GOAL: Recast every line of the items below as a numbered list, omitting any blank lines.
------ SUPPLIED INFORMATION
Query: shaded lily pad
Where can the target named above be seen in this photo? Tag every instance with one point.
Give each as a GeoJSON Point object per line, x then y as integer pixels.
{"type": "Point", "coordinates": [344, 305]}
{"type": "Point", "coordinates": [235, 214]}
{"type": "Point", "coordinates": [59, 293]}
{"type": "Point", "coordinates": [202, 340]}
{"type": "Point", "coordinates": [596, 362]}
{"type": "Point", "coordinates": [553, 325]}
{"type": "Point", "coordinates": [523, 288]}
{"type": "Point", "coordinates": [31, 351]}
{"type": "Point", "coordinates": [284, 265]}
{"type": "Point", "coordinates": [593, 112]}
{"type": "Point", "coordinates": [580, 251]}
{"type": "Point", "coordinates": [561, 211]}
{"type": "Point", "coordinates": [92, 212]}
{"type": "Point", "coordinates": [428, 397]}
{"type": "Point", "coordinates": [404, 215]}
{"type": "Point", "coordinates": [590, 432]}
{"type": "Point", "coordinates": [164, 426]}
------------
PROBLEM SOLUTION:
1. Query: shaded lily pad
2. Where can the target named above be seen in this photo? Tag every instance with one point.
3. Give each as a GeoJSON Point object per line, x then y as integer pixels.
4. {"type": "Point", "coordinates": [344, 305]}
5. {"type": "Point", "coordinates": [235, 214]}
6. {"type": "Point", "coordinates": [59, 293]}
7. {"type": "Point", "coordinates": [202, 340]}
8. {"type": "Point", "coordinates": [596, 362]}
9. {"type": "Point", "coordinates": [553, 325]}
10. {"type": "Point", "coordinates": [523, 288]}
11. {"type": "Point", "coordinates": [31, 351]}
12. {"type": "Point", "coordinates": [284, 265]}
13. {"type": "Point", "coordinates": [593, 112]}
14. {"type": "Point", "coordinates": [580, 251]}
15. {"type": "Point", "coordinates": [561, 211]}
16. {"type": "Point", "coordinates": [92, 212]}
17. {"type": "Point", "coordinates": [428, 397]}
18. {"type": "Point", "coordinates": [404, 215]}
19. {"type": "Point", "coordinates": [590, 432]}
20. {"type": "Point", "coordinates": [164, 426]}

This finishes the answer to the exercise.